AIM OF THE EXERCISE: Please extend the essay below about Jakelin Caal Maquin's journey and death, starting right after its final sentence about walking the dirt path to her village.

For the Oct. 30 - Nov. 7 special election issue of Angelus, we asked a handful of Catholic thinkers to offer their thoughts on the issues that American Catholics should care about for the next four years, independent of the candidates or political party that govern after the Nov. 3 elections. 

Each day starting Oct. 27, one of the seven essays from our guest contributors will be published on AngelusNews.com.

In 2018, just a few weeks before Christmas, a young girl battling organ failure was airlifted to an emergency room in downtown El Paso, Texas. Seven-year-old Jakelin Amei Rosmery Caal Maquin died soon afterward.

She had made a journey of 2,000 miles with her father from an indigenous community in the highlands of Guatemala. Because of new measures designed to dissuade asylum-seekers at the border in El Paso, she and her father traveled almost 200 miles farther west into the remote and dangerous desert, where they crossed the border to ask for asylum.

Soon after turning themselves into the Border Patrol, she began to suffer seizures, and her temperature spiked to over 105 degrees. Then she was airlifted to the hospital.

Dylan Corbett in 2019. (Catholic News Service/Tyler Orsburn)

Not long after her death, together with three priests from El Paso, I traveled to Guatemala to meet with Jakelin’s family. Getting to her village was not easy. We traveled first by helicopter, then by bus, and finally walked the last long mile or so on a straight dirt path.

LISTED ENTRIES:
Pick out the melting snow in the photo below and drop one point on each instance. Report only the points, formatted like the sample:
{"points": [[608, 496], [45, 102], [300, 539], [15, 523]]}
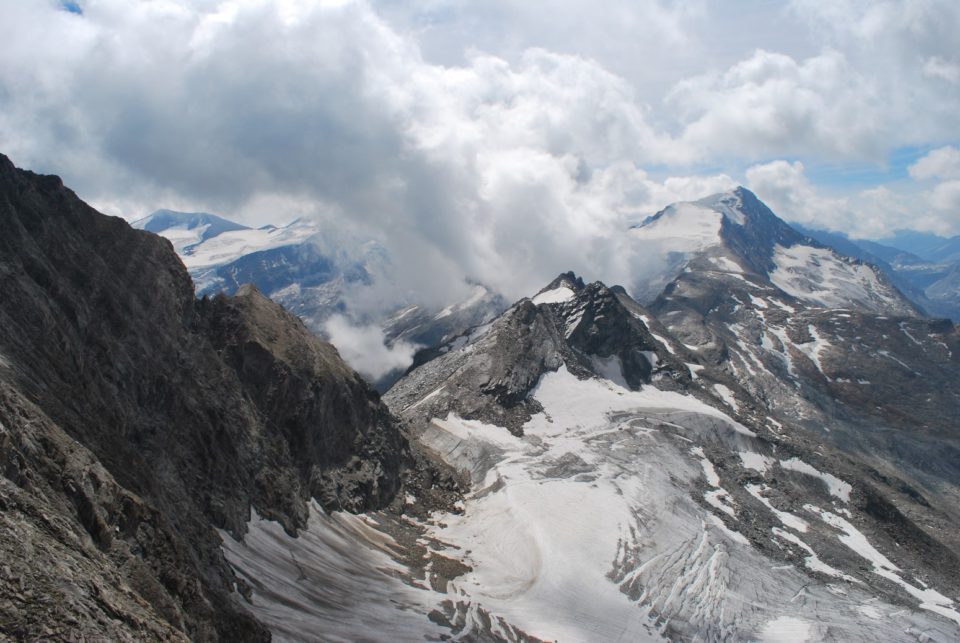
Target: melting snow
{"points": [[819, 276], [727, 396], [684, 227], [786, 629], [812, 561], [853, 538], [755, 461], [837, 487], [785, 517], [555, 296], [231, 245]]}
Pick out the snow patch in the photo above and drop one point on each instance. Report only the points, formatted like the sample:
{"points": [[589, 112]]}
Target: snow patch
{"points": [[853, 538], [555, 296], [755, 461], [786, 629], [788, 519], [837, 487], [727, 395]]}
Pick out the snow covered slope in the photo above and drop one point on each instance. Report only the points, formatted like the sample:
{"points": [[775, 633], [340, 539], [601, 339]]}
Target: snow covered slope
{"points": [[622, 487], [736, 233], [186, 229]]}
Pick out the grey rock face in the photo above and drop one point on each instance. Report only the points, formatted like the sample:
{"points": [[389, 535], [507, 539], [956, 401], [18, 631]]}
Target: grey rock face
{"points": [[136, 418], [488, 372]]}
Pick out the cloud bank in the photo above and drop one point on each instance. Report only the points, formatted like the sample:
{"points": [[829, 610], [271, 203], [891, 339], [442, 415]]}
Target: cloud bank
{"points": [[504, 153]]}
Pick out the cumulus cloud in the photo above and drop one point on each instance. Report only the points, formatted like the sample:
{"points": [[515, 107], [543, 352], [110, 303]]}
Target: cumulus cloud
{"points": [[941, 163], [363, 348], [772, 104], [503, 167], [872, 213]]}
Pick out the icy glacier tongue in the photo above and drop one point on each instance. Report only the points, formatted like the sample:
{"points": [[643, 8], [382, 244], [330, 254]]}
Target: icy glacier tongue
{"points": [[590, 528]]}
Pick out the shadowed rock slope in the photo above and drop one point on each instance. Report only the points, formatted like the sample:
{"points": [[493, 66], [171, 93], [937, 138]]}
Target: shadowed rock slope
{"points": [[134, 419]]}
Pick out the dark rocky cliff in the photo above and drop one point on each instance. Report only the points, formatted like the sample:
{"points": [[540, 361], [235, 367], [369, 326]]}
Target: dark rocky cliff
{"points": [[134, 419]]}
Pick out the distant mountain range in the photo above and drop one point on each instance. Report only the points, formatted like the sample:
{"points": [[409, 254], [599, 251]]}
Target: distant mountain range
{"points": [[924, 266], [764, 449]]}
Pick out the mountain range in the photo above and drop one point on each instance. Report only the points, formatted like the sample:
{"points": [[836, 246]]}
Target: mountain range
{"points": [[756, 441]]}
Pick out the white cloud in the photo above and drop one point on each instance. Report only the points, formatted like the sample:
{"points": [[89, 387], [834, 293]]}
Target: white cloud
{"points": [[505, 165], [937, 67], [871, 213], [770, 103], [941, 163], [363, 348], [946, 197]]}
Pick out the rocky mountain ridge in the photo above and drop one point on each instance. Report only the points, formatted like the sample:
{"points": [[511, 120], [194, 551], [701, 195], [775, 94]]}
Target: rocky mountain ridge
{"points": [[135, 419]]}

RESULT OF THIS TASK:
Meeting Jakelin’s family was one of the hardest moments of my life. We could offer nothing in response to the unthinkable grief borne by her mother. Her mother told us that Jakelin had insisted on accompanying her father because she was a dreamer, and because she thought it would be an adventure.

As she told us that, I glanced back at the dirt path and imagined her setting off, filled with a childlike sense of adventure. In looking at the path, I felt privy to an intimate and dreadful truth: Jakelin was a martyr to her dreams, and killed by a deeply flawed system. I could never look at something like the border wall in my community the same way again.

It is difficult to assign blame for Jakelin’s death. Does it lie with the Border Patrol agents responsible for providing her with water and ensuring her medical care? Or with the officers who turned asylum-seekers like Jakelin away at the border and toward the desert? Does it lie primarily with an administration that has demonized asylum-seekers for political gain? Or with a sprawling and vastly unaccountable border enforcement complex?

Finding an answer to who is responsible is a complex one. What is clear is that our current hardline immigration policies are producing innumerable casualties and destroying families, not moving us closer to meaningful reform. It’s well past time for a new direction.

A majority of Americans support comprehensive immigration reform, including an earned pathway to citizenship. The failure of Congress to act has left a population, which contributes positively to our national life, vulnerable to attack and exploitation. 

In the absence of congressional action, immigrants have fallen victim to the constant seesaw of executive action and judicial intervention, which is bad for migrants and bad for democracy.

In order to demonstrate credibility with advocates and the immigrant community, our next administration will have to prioritize a long overdue legalization program for the undocumented.

But even more must be done. America has a system which, over the last few presidential administrations, has criminalized more and more categories of migrants and has militarized the border, while paying little attention to the root causes of migration.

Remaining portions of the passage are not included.